Problem: Convert the records starting at the line containing "task: trace the outline of the window sill" and ending at the end of the records into a two-column CSV with columns named request and outline, one row per request. Put its text and its answer each in a single quoted field with line breaks replaced by spaces, and leave out the pictures.

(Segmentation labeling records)
************

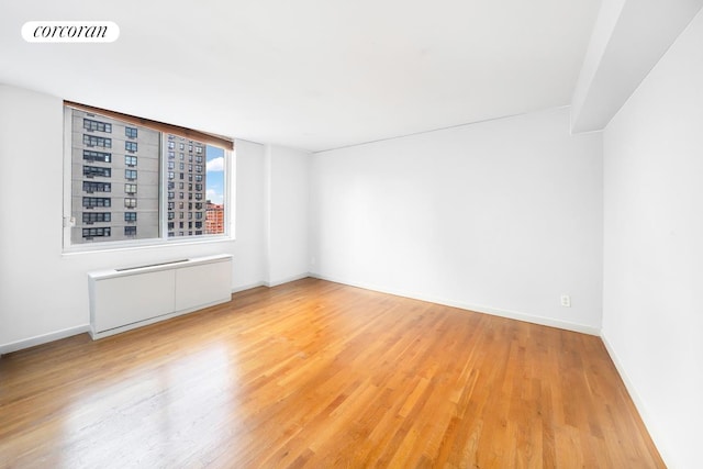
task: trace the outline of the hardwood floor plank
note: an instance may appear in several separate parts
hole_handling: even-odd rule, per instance
[[[315,279],[0,360],[0,468],[665,467],[598,337]]]

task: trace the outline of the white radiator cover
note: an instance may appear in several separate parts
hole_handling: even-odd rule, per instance
[[[107,337],[232,298],[232,256],[88,273],[90,335]]]

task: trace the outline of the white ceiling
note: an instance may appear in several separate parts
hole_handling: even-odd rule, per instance
[[[570,102],[600,0],[2,0],[0,83],[322,150]],[[120,25],[31,44],[35,20]]]

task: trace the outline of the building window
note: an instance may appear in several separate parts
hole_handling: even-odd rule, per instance
[[[74,225],[65,224],[65,248],[81,250],[81,243],[90,243],[91,246],[85,247],[89,250],[96,248],[98,243],[107,243],[105,246],[110,248],[123,247],[136,239],[148,245],[174,243],[181,236],[226,234],[223,230],[209,230],[204,215],[205,204],[202,202],[207,198],[221,203],[226,199],[226,193],[231,193],[225,170],[210,171],[207,167],[210,160],[221,159],[225,165],[217,161],[215,166],[228,168],[232,143],[211,134],[165,123],[109,115],[114,114],[109,111],[102,114],[99,110],[82,104],[65,105],[64,155],[67,170],[64,172],[64,206],[65,216],[77,220]],[[124,136],[121,134],[122,129]],[[116,142],[111,138],[113,130],[118,133]],[[181,136],[186,134],[188,136]],[[194,137],[198,135],[202,139]],[[178,167],[175,165],[176,148],[180,148]],[[185,160],[186,153],[188,161]],[[137,164],[141,175],[137,172]],[[198,166],[193,168],[196,164]],[[197,183],[192,183],[197,169]],[[176,187],[176,182],[180,189]],[[118,186],[113,190],[114,183]],[[141,187],[137,189],[137,186]],[[198,203],[193,203],[196,201]],[[182,209],[183,205],[188,210]],[[200,206],[200,211],[193,211],[193,205]],[[178,206],[181,209],[176,210]],[[140,215],[140,212],[144,215]],[[199,226],[192,226],[193,219],[200,223]],[[115,228],[115,236],[110,231],[91,231],[96,227],[109,228],[104,224],[109,225],[115,220],[122,224]],[[178,230],[178,226],[174,227],[175,220],[181,223],[186,221],[188,226],[183,228],[181,224]],[[188,223],[189,221],[191,222]],[[129,230],[124,230],[123,236],[125,226]]]
[[[109,178],[112,176],[112,169],[101,168],[99,166],[83,166],[83,176],[87,178]]]
[[[83,134],[83,145],[100,146],[102,148],[112,148],[112,138],[99,137],[97,135]]]
[[[83,149],[83,159],[86,161],[102,161],[110,163],[112,154],[104,152],[92,152],[90,149]]]
[[[107,223],[112,220],[110,212],[83,212],[83,224]]]
[[[83,191],[85,192],[111,192],[112,185],[110,182],[93,182],[93,181],[83,181]]]
[[[112,199],[109,197],[83,197],[83,208],[110,206]]]
[[[82,236],[85,238],[110,236],[110,227],[82,228]]]
[[[93,121],[91,119],[83,119],[83,129],[88,132],[105,132],[112,133],[112,124],[105,122]]]

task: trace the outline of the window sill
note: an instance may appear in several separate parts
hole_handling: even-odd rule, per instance
[[[126,250],[142,250],[142,249],[158,249],[176,246],[193,246],[193,245],[207,245],[216,243],[231,243],[236,241],[233,236],[228,235],[212,235],[202,239],[172,239],[172,241],[153,241],[145,239],[144,242],[103,242],[89,245],[76,245],[65,247],[62,256],[70,257],[83,254],[102,254],[102,253],[115,253]]]

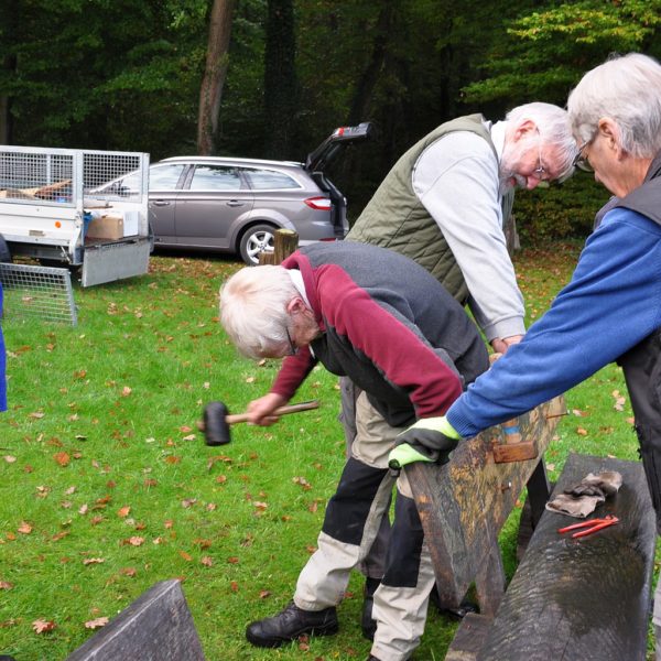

************

Exercise solution:
request,outline
"task: trace the outline of the window sill note: an instance may appear in several separate parts hole_handling: even-odd rule, per instance","[[[126,250],[142,250],[142,249],[158,249],[176,246],[193,246],[193,245],[207,245],[216,243],[231,243],[236,241],[233,236],[228,235],[212,235],[202,239],[172,239],[172,241],[153,241],[145,239],[144,242],[103,242],[89,245],[76,245],[65,247],[62,256],[70,257],[83,254],[102,254],[102,253],[115,253]]]"